Work instructions
Reproduce the listing in full, exactly as written, but without images.

Supplied information
- - - - -
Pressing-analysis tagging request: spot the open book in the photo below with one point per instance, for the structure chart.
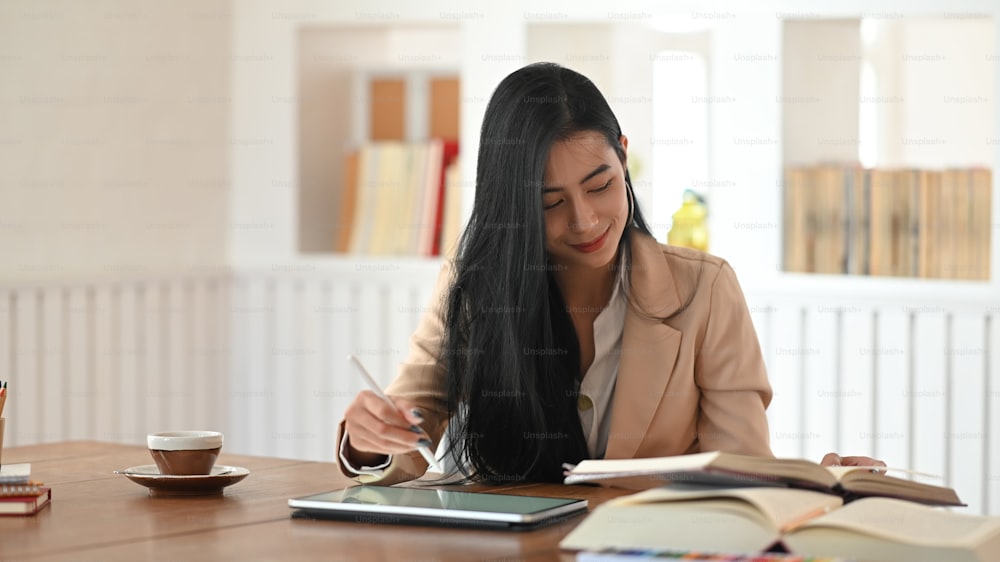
(687, 517)
(743, 470)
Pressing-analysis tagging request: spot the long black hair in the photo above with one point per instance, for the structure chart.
(510, 349)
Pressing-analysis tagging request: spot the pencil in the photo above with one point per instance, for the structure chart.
(424, 451)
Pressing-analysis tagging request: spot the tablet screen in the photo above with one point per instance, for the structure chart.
(439, 504)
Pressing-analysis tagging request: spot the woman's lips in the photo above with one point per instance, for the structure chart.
(593, 245)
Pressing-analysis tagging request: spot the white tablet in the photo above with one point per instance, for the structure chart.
(423, 506)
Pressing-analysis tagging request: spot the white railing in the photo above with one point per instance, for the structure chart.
(909, 376)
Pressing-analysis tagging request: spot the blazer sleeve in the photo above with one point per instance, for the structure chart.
(731, 374)
(421, 379)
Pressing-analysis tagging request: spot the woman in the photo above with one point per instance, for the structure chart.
(563, 330)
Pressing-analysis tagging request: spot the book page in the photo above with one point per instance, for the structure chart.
(907, 522)
(625, 467)
(782, 507)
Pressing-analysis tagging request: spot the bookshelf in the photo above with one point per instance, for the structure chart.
(885, 168)
(361, 87)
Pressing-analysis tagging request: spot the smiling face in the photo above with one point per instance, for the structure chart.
(585, 201)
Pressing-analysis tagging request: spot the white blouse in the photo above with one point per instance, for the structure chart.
(596, 390)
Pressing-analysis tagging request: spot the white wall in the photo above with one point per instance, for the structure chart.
(114, 137)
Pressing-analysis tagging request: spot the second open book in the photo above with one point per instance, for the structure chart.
(685, 517)
(731, 469)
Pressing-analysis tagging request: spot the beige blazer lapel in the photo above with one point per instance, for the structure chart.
(649, 348)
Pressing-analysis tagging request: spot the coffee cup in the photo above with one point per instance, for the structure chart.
(184, 453)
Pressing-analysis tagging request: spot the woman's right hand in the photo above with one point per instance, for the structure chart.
(376, 429)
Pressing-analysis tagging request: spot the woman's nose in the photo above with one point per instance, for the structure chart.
(582, 217)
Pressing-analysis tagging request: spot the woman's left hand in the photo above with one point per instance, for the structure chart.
(833, 459)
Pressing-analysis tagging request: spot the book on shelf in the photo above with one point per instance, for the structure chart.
(732, 469)
(802, 522)
(27, 503)
(394, 198)
(888, 222)
(19, 473)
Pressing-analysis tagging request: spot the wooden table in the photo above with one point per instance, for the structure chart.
(98, 515)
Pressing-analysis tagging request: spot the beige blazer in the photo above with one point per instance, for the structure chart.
(693, 383)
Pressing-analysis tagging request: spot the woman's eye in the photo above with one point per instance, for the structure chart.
(603, 187)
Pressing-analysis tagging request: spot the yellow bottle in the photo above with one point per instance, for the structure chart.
(690, 228)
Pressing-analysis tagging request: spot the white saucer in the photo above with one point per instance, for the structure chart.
(196, 485)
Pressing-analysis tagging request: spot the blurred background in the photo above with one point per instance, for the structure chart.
(200, 207)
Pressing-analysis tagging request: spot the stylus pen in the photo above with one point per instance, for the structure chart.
(424, 451)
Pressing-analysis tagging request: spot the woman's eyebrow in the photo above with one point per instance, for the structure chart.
(594, 172)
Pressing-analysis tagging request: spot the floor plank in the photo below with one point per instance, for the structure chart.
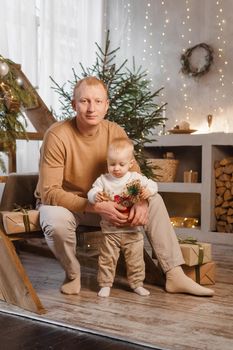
(161, 320)
(30, 334)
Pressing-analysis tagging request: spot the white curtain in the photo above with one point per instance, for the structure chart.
(67, 36)
(48, 38)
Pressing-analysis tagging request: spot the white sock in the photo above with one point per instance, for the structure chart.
(104, 292)
(178, 282)
(142, 291)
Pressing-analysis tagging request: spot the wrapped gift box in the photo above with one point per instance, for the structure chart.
(196, 254)
(202, 274)
(21, 221)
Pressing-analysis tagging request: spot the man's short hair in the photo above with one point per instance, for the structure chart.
(121, 143)
(90, 80)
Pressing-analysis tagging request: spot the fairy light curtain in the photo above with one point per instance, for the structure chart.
(158, 32)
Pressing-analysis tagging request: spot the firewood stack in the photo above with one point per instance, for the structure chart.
(224, 195)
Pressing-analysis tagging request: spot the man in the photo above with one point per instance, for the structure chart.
(73, 155)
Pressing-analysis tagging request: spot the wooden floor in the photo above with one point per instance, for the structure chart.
(19, 333)
(162, 320)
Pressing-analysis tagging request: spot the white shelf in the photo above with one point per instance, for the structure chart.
(196, 152)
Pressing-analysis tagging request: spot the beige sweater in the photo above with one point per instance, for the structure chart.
(71, 162)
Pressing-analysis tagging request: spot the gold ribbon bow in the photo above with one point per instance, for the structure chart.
(191, 240)
(26, 220)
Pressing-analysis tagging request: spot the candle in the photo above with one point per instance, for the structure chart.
(190, 176)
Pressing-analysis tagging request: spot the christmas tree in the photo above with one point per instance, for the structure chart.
(14, 97)
(132, 104)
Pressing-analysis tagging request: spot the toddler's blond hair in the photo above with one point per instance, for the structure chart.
(121, 144)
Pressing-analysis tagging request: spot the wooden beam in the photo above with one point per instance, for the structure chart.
(15, 286)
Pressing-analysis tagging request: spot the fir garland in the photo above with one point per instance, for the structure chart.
(15, 96)
(192, 71)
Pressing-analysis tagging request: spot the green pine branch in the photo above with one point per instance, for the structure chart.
(132, 103)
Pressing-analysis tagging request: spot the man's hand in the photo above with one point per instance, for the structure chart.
(138, 215)
(110, 211)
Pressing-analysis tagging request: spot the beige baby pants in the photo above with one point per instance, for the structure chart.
(59, 226)
(131, 244)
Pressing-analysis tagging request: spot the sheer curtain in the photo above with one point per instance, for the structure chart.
(67, 35)
(48, 38)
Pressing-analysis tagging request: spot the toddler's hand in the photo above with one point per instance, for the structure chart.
(145, 193)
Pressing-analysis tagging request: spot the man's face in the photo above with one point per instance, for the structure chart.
(119, 162)
(91, 104)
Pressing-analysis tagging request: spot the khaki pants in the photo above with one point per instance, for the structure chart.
(131, 244)
(59, 226)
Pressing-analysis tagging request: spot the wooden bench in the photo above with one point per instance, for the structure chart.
(15, 286)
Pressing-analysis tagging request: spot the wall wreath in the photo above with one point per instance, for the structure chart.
(194, 71)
- - - - -
The completed task
Pressing-analysis tagging request: spot the open book in the photo below with one point per instance, for the structure chart.
(687, 517)
(743, 470)
Pressing-analysis tagging request: spot the long black hair in the photo above with one point per instance, for the structure chart.
(510, 349)
Pressing-analysis tagging request: spot the pencil in the photo above with one point per instance, for the structure chart.
(424, 451)
Pressing-analysis tagging request: spot the tablet screen in the photo above with one point per instance, for the structure chart.
(439, 504)
Pressing-analysis tagging request: spot the woman's lips in the photo above with one point per instance, for the structure chart.
(593, 245)
Pressing-analysis tagging request: spot the white tablet in the photo above with one point per instance, for the structure chart.
(423, 506)
Pressing-analysis tagging request: spot the white railing in the photo above with one point per instance, for the structure chart.
(909, 376)
Pressing-analysis tagging request: spot the blazer sleeve in the photo above with one point per instance, for the structure chart.
(731, 374)
(421, 379)
Pressing-analysis tagging request: spot the woman in the photo above with one point per instance, for the structure chart.
(563, 330)
Pressing-analysis tagging request: spot the book page in the photo above with one point per instance, for the structure chart.
(907, 522)
(625, 467)
(782, 507)
Pressing-analysis tagging request: spot the bookshelf in the photo above with one point per instance, for the structure chart.
(885, 168)
(361, 87)
Pressing-analysis tagging request: spot the smiling face in the photo above with one point per instance, for the structure chart.
(585, 201)
Pressing-analysis tagging request: spot the white blouse in the photo above with one point per instance, for the structure chart.
(596, 390)
Pressing-analysis tagging request: spot the white wall in the photo above with one point per instance, for the structure chart.
(114, 137)
Pressing-analysis tagging request: spot the second open book in the photo above with one point per instance, for the structure chart.
(685, 517)
(731, 469)
Pressing-analysis tagging request: spot the beige blazer lapel in the photo above with one point per instance, for the structure chart.
(649, 348)
Pressing-analysis tagging request: spot the coffee cup in the photo above with one point per instance, for the structure chart.
(184, 453)
Pressing-analysis tagging request: spot the woman's right hand in the photo above with one point per instance, for the structure chart.
(376, 429)
Pressing-analysis tagging request: spot the woman's nose in the photo above with one point per instance, for the structure chart.
(582, 217)
Pressing-analysis tagging request: spot the woman's left hand in the photo above with one point per instance, for the structure chart.
(833, 459)
Pressing-analysis tagging request: spot the book on shelf in the photo above with one point per instance, for the structure chart.
(732, 469)
(802, 522)
(27, 503)
(394, 198)
(888, 222)
(19, 473)
Pressing-analysis tagging request: spot the wooden table in the photo above with one point per instance, for the structure chart.
(98, 515)
Pressing-analysis tagging request: spot the beige blazer in the photo above with one point per instance, for the structure chart.
(693, 383)
Pressing-analysis tagging request: spot the woman's eye in the photo above with one point per instance, for the structure chart.
(603, 187)
Pressing-analysis tagging request: spot the yellow bottle in the photo above with one point per instance, for the structure chart.
(690, 228)
Pressing-analysis tagging request: spot the white saucer in the photo above with one point per instance, for the structure chart.
(196, 485)
Pressing-analysis tagging request: spot the blurred background in the photo above with one point per instance, for the structure chart.
(200, 207)
Pressing-analysis tagging request: spot the stylus pen in the photo above with one point per instance, for the structure chart.
(424, 451)
Pressing-analysis tagging request: spot the woman's eyebrow in the photo above with one point per instance, for the structure chart.
(594, 172)
Pressing-analysis tagging request: spot the floor plank in the photo below with one point per instance, for the structure chart.
(161, 320)
(30, 334)
Pressing-analysis tagging request: spot the white curtain in the photo above with one point per instance, for the structure chart.
(67, 36)
(48, 38)
Pressing-analysis tagging request: spot the white sock in the photo above with one point per instance, for the structure chart.
(104, 292)
(178, 282)
(142, 291)
Pressing-analysis tagging request: spot the wrapped gift box in the photo above with one point per instance, for the structure chart.
(196, 254)
(202, 274)
(21, 221)
Pressing-analysis tagging request: spot the man's short hair in the photo above with one point per instance, for the structure chart.
(121, 143)
(90, 80)
Pressing-analysis tagging request: spot the fairy light curtain in the photo above with one point per instance, for the structure chart.
(158, 32)
Pressing-analysis tagging request: spot the firewood stack in the photo above with one point per instance, for the structure chart.
(224, 195)
Pressing-analysis tagging request: spot the man in the photo above with one point per instance, for the structure chart.
(73, 155)
Pressing-analysis tagging request: spot the wooden floor in the photo above with one point per instance, for the structure chart.
(19, 333)
(162, 320)
Pressing-analysis tagging request: spot the white shelf in the photo above with one point per instance, for the structure chart.
(196, 152)
Pressing-analysis tagging request: spot the beige sweater in the photo above with one point per instance, for the structure chart.
(71, 162)
Pressing-analysis tagging request: spot the gold ribbon bow in the photo above with one point per instance, for the structure chart.
(191, 240)
(26, 220)
Pressing-analysis tagging request: spot the candle in the photo above with one point per instance, for the structure chart.
(190, 176)
Pressing-analysis tagging request: spot the christmas tree in the photo above with one point per instance, for the structure chart.
(14, 97)
(132, 104)
Pressing-analysis tagging request: spot the toddler's blond hair in the photo above with one point per instance, for the structure chart.
(121, 144)
Pressing-analysis tagging request: spot the wooden beam in the photo above with one point per instance, for the structure chart.
(15, 286)
Pressing-analysis tagging request: spot the fir garland in the photo above with one point per instance, for the structure chart.
(15, 96)
(192, 71)
Pressing-analysis tagging request: spot the green pine branch in the photo above with one point per instance, for the structure chart.
(132, 103)
Pressing-analysis tagging request: spot the man's hand in the photo above with one point per instance, for the structure chart.
(138, 215)
(110, 211)
Pressing-analysis tagging request: spot the beige baby pants in the photo above with one point per instance, for the structure chart.
(59, 226)
(131, 244)
Pressing-analysis tagging request: spot the sheer curtain in the photo above with one point per instance, for the structure chart.
(67, 35)
(48, 38)
Pressing-analysis tagging request: spot the toddler's hand in the photo above with one point per instance, for the structure chart.
(145, 193)
Pressing-analysis tagging request: spot the man's face in the photo above with one point per instance, for the structure chart.
(119, 162)
(91, 104)
Pressing-analysis tagging request: spot the khaki pants in the photo above with one point per instance, for the structure chart.
(131, 244)
(59, 226)
Pressing-analysis tagging request: spot the wooden bench in the photo above with one point per instance, for the structure chart.
(15, 286)
Pressing-analysis tagging request: spot the wall wreath in the photo above with one point per instance, for the structure chart.
(194, 71)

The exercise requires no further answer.